Extrait de page:
☆ ☆ ☆
Il est primordial que les producteurs et les différents intervenants qu’ils seront amenés à missionner dans le cadre des repowerings (conseils techniques, installateurs, experts judiciaires ou d’assureurs, bureaux de contrôles, conseils juridiques etc…) soient parfaitement à même d’identifier les défauts portant atteinte au fonctionnement des centrales et maîtrisent les exigences fixées les décrets, arrêtés et instructions ministérielles. Il faut agir de manière transparente vis-à-vis de l’acheteur puisque les conditions générales de tous les types de contrats obligent le producteur à tenir l’acheteur informé des modifications éventuelles de son installation avant toute réalisation. L’accord de principe d’EDF doit donc être demandé et obtenu expressément avant le début des travaux de repowering. Gare aux producteurs pour lesquels un remplacement occulte serait débusqué à l’occasion d’un contrôle a posteriori ou qui s’écarteraient des règles fixées par la DGEC : ils s’exposeraient à la perte du tarif d’origine, laquelle peut être rétroactive. Un producteur averti en vaut deux !

Il faut donc aussi agir de manière éclairée et méthodique tout au long du processus de remplacement du système photovoltaïque. Deux règles fondamentales doivent être cumulativement respectées quel que soit le cas de figure éligible au repowering :

- La puissance installée à l’origine ne doit pas être modifiée de plus de 10% après rénovation, que ce soit à la hausse ou à la baisse, sauf disposition spécifique réglementaire ou légale. Sur une même surface de toiture ou au sol, il est possible d’installer des panneaux plus puissants et ensuite de réaliser une nouvelle centrale sur l’espace libéré. Bien menée, une opération de repowering peut donc procurer un regain d’énergie et de rentabilité.

- et les caractéristiques de l’installation indiquées dans les conditions particulières des contrats doivent être identiques, en particulier la technologie d’intégration au bâti. La question du maintien de la technologie d’intégration au bâti est cruciale et peut s’avérer délicate, surtout s’agissant des contrats issus de l’arrêté du 12 janvier 2010.
☆ ☆ ☆
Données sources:
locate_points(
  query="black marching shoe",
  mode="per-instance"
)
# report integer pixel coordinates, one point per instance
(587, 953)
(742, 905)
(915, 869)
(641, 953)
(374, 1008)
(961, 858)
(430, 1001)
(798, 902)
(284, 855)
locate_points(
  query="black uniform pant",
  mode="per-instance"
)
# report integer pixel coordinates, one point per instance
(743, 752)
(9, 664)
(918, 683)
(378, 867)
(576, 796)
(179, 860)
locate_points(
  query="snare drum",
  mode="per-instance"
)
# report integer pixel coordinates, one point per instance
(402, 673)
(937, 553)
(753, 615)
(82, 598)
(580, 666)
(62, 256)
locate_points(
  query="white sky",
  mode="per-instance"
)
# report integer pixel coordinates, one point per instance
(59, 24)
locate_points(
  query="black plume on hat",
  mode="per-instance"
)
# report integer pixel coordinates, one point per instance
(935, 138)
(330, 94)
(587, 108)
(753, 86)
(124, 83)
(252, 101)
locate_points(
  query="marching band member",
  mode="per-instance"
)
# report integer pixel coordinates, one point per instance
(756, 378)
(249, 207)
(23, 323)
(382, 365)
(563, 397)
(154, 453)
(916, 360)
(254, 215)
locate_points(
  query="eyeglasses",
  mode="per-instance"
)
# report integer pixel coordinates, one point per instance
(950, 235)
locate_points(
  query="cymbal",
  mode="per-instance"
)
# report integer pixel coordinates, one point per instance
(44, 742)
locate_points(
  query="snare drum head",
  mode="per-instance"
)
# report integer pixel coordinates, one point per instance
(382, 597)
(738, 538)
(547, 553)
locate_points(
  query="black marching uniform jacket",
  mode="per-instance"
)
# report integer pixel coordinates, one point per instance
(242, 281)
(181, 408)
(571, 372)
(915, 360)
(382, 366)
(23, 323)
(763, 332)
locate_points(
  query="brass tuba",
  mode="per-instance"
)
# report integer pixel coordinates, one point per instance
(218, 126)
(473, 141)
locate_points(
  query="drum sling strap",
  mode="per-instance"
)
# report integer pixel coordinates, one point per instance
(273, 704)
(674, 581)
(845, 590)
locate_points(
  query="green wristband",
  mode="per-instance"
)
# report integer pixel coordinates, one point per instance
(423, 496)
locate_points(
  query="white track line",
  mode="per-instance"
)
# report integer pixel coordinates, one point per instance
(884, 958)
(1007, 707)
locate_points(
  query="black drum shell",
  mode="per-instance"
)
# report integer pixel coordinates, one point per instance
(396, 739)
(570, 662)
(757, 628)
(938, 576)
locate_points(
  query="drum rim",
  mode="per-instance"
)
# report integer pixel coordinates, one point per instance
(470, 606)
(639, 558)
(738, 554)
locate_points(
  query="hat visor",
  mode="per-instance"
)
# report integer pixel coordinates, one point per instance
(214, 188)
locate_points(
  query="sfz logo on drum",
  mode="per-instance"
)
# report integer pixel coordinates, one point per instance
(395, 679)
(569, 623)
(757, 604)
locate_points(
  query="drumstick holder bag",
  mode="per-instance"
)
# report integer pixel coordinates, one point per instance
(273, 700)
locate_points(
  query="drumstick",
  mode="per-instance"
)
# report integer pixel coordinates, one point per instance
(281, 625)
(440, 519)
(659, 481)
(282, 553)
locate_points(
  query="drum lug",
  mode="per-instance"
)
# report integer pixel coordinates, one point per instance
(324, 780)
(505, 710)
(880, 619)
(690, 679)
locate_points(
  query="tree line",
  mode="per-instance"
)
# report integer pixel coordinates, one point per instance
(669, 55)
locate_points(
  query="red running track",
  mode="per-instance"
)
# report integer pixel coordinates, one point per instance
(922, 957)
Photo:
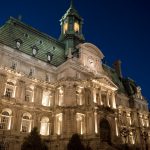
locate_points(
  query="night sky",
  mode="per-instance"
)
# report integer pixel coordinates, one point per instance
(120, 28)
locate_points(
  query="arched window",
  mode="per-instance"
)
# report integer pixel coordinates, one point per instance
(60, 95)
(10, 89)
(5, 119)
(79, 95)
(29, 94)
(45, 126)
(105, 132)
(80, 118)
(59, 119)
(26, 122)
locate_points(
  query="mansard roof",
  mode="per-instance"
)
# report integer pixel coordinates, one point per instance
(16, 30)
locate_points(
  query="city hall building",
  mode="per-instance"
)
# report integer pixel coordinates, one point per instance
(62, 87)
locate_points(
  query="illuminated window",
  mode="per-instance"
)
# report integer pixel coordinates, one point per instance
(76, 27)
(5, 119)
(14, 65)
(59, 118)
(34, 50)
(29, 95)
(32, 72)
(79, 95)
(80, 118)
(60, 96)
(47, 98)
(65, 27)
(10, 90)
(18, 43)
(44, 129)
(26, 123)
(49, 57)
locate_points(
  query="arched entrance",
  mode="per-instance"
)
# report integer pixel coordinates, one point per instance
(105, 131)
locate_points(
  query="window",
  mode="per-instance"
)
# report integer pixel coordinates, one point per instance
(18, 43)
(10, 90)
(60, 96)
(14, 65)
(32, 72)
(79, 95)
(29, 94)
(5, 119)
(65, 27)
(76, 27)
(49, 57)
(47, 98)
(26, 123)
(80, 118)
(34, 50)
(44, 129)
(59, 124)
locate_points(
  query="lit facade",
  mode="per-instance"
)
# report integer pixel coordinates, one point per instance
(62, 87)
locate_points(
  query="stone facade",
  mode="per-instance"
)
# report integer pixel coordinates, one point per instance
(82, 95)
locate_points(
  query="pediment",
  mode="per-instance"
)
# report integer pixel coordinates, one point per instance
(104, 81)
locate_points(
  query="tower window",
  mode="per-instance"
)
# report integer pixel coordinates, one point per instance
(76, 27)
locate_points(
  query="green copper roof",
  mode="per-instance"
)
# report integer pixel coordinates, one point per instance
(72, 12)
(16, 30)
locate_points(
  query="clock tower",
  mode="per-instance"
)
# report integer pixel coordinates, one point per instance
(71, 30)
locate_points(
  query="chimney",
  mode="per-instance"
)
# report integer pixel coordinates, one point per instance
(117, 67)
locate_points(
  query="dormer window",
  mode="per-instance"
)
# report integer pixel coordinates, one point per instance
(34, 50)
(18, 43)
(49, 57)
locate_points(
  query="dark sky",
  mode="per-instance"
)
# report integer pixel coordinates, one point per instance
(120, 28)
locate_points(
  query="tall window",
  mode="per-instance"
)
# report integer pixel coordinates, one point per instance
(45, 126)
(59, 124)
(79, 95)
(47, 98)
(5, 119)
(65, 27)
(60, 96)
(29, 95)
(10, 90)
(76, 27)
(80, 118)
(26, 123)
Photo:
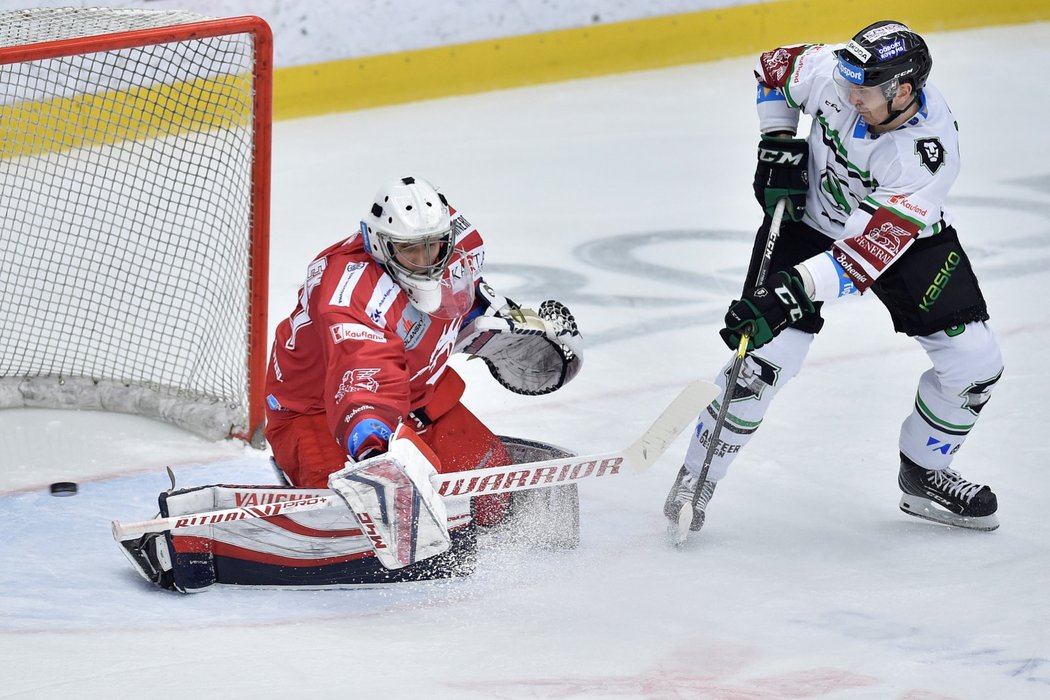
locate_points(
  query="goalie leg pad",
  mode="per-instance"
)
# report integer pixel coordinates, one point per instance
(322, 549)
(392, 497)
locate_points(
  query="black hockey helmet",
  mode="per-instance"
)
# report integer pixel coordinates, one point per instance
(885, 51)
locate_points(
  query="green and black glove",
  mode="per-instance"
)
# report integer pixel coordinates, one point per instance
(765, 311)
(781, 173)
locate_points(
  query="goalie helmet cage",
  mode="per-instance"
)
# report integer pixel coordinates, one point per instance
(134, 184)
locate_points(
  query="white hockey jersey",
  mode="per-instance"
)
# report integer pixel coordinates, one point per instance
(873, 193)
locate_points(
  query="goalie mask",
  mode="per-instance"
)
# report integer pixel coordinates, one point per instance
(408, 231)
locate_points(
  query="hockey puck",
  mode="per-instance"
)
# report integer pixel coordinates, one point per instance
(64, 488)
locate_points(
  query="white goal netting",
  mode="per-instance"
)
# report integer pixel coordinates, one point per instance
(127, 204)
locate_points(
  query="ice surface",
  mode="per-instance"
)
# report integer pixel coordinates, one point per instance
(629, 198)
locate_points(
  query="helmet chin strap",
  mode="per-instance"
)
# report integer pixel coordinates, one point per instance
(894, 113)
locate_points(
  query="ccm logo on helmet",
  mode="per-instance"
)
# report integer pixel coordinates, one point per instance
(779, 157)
☆ ☆ ☆
Exercice bref: Poursuivez le texte sur le repowering des installations photovoltaïques en reprenant juste après sa dernière phrase.

Réponse rédigée:
Et enfin s’en remettre à des spécialistes, du début à la fin…

Il est très important, en début de processus, de recourir à un expert indépendant justifiant de son habilitation à établir un rapport probant qui viendra appuyer de la demande d’accord de remplacement à adresser à EDF. Le contenu des rapports d’expertises doit répondre rigoureusement aux exigences fixées par la DGEC.

 

A l’issue des opérations de rénovations, en fonction de la puissance de l’installation, la poursuite du contrat est conditionnée par la remise à EDF d’une attestation de conformité délivrée par un organisme agréé au titre du référentiel contrôle. Dès la genèse du besoin et tout au long du processus de repowering qui s’achève par la signature d’un avenant de changement de puissance, il est vivement recommandé de solliciter un conseil juridique ayant une connaissance très pointue des dispositifs réglementaires spécifiques à chaque type de contrat afin qu’il assure le suivi des démarches à réaliser. En effet, il y a des principes généraux, mais aussi de subtiles exceptions !

 

En conclusion, vous l’aurez compris, les repowerings ne doivent pas susciter de craintes démesurées, mais il faut avoir à l’esprit que la clé de leur succès réside dans l’intervention aux côtés du producteur d’experts techniques, juridiques et financiers ainsi que le respect d’une méthodologie balisée, mais nécessitant une analyse au cas par cas. Il ne s’agit en aucun cas d’enjamber hâtivement le processus, mais de le respecter étape par étape en fonction des exigences réglementaires qui s’imposent à chaque type de centrale.